+++ Data for the task +++
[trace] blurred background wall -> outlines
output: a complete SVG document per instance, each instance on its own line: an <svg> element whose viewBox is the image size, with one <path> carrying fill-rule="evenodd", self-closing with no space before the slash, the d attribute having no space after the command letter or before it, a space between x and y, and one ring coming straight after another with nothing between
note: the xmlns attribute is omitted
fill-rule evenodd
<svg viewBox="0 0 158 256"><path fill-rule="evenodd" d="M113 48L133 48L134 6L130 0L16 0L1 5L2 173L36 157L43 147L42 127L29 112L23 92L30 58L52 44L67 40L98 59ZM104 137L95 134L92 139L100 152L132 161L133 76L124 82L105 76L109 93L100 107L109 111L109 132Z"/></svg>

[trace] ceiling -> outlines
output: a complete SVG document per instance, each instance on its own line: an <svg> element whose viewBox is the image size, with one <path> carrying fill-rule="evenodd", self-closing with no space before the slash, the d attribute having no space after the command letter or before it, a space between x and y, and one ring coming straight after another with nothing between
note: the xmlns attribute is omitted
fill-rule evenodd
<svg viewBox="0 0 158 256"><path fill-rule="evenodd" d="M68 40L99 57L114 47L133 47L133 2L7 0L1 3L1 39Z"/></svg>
+++
#### Exercise prompt
Format the lines from the one with "[trace] ceiling -> outlines" up to and including the last line of the entries as a JSON list of strings, one string per line, leaving out blank lines.

#### In response
[
  "[trace] ceiling -> outlines",
  "output: a complete SVG document per instance, each instance on its own line: an <svg> element whose viewBox is the image size, with one <path> carrying fill-rule=\"evenodd\", self-closing with no space before the slash, the d attribute having no space after the command letter or before it, a space between x and y, and one ring coming straight after another with nothing between",
  "note: the xmlns attribute is omitted",
  "fill-rule evenodd",
  "<svg viewBox=\"0 0 158 256\"><path fill-rule=\"evenodd\" d=\"M68 40L99 57L114 47L133 47L133 2L7 0L1 3L1 39Z\"/></svg>"
]